══ EXTRACT ══

Men’s Offices Germier Than Women’s, Says Study
(NEW YORK) -- Men’s offices harbor significantly more bacteria than women’s, according to a new study published in the online journal PLoS ONE.
The types of bacteria are the same, and come mostly from the skin, nose, mouth and digestive tract. Several types are also commonly found in feces.
Researchers from the San Diego State University and the University of Arizona took 450 samples from different office surfaces in New York City, San Francisco and Tucson, Ariz.
Chairs and phones had the highest amount of bacteria, while desktops, keyboards and computer mice had fewer bacteria.
One of the main reasons the researchers did the study was to learn more about what microorganisms inhabit workplaces.
“Westerners spend about 90 percent of time indoors in artificial environments that we build, and workplaces are where we spend a lot of our time,” said co-author Scott Kelley, a professor of biology at San Diego State.
Kelly said he believes men’s work spaces have more bacteria simply because men are generally bigger than women, though there could also be other reasons.
For example, he said, “Skin is a major source of the bacteria, and if men’s hands are physically bigger, there’s more surface area to colonize bacteria. Men’s mouths are also bigger.”
Philip Tierno, a clinical professor microbiology and pathology at NYU Langone Medical Center, said another reason is that men just aren’t as clean as women.
“Men tend to be less tidy. They wash their hands less than women and tend to be a little more cavalier about eating from the floor or from other surfaces,” he said. Tierno was not involved in the study. “Also, numerous people touch chairs and phones, but not as many people touch keyboards.”
Previous research found that the opposite is true -- women’s offices are more contaminated than men’s, perhaps in part because women use cosmetics and are more likely to store food in their desks.
One reason for the discrepancy between the studies, Tierno said, is the method used to identify the bacteria. Kelley’s study uses molecular methods, which are more sensitive and specific than the culture-based identification used in other research.
In addition to differences between men and women, Kelley said the study also found that there was no significant difference between the types of bacteria found in offices in San Francisco and New York. In Tucson, though, there were different types of bacteria associated with drier, desert-like climates.
Though there may be a lot of bacteria in office spaces, Kelley said, most of it doesn’t do much harm.
“Most of what’s brought in is harmless, but it’s very easy to spread. If someone gets sick, they should stay home because they are bringing bacteria in with them and making others sick.”

═══
══ SUPPLIED MATERIAL ══

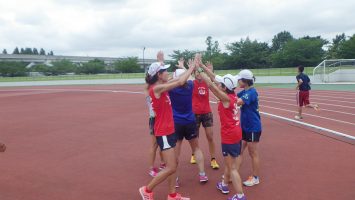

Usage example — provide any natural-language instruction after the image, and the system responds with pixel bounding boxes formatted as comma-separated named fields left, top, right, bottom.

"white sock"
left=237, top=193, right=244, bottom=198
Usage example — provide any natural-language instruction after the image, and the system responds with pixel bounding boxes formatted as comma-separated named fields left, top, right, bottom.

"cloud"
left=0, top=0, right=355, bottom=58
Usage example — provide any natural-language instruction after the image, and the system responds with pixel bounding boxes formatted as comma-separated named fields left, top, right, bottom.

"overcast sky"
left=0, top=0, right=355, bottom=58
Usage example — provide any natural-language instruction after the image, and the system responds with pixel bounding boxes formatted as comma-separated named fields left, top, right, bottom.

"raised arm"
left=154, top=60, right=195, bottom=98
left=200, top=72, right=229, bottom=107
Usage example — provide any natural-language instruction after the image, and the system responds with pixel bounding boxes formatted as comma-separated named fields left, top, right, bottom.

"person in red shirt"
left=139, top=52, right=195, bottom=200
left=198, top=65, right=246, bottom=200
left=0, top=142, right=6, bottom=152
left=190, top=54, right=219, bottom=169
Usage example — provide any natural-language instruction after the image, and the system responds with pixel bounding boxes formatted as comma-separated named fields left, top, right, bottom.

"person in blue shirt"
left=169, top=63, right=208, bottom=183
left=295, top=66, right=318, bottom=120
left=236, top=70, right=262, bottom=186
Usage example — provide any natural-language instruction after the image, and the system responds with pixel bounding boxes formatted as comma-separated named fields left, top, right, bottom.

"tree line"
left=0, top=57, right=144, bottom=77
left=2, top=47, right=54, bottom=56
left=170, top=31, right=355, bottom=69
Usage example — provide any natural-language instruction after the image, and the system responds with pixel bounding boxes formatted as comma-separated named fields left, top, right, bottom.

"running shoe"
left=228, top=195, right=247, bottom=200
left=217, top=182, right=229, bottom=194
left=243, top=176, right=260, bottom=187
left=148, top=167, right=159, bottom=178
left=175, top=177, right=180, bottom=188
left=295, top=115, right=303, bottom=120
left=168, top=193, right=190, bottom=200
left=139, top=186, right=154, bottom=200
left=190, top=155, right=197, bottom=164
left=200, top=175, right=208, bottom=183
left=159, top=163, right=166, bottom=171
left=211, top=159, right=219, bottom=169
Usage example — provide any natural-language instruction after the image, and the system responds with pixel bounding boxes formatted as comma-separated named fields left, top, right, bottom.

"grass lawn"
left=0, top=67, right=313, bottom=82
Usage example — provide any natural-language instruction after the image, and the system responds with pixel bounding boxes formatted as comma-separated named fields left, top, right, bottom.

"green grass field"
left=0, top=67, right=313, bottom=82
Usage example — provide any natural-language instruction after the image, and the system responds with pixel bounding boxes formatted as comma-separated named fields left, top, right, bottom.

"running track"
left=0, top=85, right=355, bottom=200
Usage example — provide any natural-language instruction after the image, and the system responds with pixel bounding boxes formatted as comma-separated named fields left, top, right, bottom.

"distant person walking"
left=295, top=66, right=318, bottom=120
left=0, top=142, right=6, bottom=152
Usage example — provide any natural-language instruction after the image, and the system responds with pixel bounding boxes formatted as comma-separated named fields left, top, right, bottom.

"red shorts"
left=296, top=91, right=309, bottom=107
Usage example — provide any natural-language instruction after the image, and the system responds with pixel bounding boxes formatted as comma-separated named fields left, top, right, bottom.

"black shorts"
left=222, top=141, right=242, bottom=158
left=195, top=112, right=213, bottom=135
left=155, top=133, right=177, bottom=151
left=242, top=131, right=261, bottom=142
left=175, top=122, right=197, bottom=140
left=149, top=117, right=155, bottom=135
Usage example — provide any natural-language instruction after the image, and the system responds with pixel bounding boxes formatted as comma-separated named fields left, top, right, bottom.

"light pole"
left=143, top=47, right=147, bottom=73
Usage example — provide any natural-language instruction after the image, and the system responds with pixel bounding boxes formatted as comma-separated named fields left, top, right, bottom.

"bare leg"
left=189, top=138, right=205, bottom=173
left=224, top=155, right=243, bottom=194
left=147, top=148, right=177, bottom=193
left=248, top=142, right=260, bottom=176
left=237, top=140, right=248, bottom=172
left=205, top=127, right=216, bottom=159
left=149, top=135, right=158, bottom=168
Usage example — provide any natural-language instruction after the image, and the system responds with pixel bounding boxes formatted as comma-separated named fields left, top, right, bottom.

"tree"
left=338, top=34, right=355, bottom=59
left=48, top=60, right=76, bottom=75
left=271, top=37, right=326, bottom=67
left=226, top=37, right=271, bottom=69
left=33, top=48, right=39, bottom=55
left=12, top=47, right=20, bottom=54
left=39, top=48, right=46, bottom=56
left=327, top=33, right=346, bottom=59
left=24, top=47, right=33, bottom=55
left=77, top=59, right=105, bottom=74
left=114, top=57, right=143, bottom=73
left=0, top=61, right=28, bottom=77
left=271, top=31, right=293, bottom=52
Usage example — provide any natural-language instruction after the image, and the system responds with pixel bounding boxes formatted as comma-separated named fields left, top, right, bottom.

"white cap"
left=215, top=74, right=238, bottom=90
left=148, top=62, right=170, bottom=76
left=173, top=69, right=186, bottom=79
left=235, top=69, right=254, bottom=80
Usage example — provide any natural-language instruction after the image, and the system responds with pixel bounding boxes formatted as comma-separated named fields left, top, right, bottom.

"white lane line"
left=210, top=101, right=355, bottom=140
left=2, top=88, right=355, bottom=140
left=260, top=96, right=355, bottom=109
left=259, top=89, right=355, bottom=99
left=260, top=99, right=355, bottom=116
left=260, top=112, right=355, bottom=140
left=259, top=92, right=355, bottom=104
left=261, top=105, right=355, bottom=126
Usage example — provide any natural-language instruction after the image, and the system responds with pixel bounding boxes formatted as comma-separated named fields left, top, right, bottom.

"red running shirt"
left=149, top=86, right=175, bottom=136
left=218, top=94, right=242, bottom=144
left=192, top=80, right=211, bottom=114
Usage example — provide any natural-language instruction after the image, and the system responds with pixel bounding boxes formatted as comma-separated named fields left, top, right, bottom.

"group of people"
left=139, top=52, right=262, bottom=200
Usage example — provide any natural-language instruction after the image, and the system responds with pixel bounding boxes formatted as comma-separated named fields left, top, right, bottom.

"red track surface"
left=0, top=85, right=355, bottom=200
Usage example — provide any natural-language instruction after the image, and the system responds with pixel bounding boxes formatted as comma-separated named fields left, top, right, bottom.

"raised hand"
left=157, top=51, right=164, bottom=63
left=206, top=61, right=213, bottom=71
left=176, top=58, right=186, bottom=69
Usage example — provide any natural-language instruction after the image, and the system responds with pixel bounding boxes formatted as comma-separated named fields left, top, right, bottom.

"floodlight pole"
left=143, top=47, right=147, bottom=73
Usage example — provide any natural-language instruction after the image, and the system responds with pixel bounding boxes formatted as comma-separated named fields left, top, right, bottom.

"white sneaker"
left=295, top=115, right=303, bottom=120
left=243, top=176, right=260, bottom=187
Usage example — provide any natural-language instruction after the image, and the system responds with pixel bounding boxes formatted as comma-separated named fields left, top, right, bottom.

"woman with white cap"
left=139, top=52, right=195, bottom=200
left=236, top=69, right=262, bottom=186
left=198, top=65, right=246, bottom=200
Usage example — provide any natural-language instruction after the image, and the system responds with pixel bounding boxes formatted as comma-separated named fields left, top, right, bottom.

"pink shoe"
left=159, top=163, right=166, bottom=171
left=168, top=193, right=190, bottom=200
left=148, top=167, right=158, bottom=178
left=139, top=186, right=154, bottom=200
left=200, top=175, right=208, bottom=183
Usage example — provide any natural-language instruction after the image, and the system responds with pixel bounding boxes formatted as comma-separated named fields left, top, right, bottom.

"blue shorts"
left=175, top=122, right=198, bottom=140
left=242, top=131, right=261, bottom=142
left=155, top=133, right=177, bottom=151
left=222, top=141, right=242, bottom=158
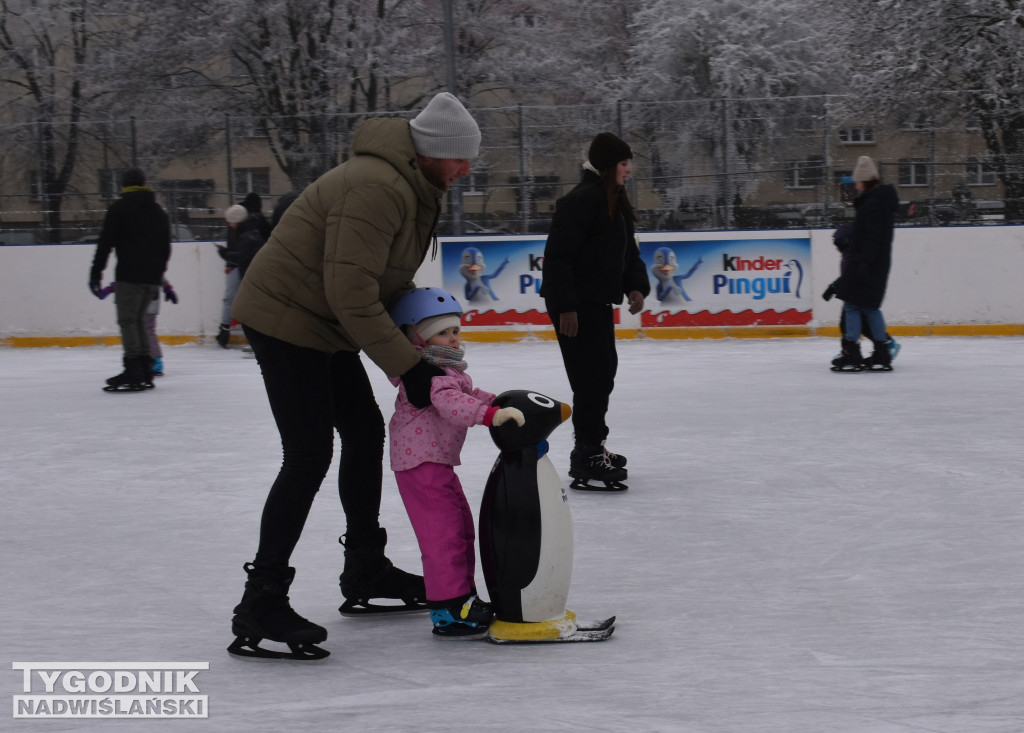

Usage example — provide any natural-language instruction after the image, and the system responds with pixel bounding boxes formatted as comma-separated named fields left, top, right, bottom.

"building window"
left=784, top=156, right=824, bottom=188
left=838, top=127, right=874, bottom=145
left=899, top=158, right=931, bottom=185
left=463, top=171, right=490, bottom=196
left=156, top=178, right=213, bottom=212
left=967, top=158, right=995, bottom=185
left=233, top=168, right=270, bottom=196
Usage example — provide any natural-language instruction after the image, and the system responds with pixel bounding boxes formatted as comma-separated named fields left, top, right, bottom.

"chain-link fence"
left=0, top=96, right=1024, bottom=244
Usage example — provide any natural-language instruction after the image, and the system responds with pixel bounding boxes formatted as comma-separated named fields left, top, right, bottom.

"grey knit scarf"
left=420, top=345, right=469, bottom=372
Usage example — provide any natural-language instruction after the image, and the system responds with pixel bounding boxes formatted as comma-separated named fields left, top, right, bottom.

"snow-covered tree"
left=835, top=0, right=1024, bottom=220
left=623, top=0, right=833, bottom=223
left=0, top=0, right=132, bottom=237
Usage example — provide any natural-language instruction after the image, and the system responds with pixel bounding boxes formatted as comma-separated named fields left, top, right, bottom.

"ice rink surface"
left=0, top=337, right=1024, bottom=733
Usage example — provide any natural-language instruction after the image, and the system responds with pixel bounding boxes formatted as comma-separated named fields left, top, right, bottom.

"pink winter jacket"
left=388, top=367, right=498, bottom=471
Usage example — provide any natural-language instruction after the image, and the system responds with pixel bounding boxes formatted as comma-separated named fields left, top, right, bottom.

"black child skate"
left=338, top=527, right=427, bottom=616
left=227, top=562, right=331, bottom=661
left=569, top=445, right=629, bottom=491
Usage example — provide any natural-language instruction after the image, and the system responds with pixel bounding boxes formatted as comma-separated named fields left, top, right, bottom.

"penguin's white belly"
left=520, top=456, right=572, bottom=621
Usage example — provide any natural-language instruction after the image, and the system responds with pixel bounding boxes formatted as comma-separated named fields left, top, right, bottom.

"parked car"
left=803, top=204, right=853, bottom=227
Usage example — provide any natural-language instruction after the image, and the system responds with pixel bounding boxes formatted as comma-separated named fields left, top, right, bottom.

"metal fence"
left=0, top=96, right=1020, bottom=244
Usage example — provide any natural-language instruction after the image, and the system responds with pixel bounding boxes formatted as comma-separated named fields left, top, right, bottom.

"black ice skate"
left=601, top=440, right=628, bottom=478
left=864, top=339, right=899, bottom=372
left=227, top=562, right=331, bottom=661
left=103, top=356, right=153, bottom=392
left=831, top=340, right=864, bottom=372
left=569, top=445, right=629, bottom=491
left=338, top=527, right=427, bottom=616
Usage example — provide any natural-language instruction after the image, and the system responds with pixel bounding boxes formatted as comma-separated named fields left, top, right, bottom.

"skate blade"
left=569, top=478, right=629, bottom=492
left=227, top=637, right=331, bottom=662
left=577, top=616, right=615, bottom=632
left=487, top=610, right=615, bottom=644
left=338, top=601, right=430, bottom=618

═══

### ABOUT THIS TASK
Duplicate word for word the passage in the office bacteria article running from "Chairs and phones had" up to and including "microorganisms inhabit workplaces.".

### RESPONSE FOR THIS EXERCISE
Chairs and phones had the highest amount of bacteria, while desktops, keyboards and computer mice had fewer bacteria.
One of the main reasons the researchers did the study was to learn more about what microorganisms inhabit workplaces.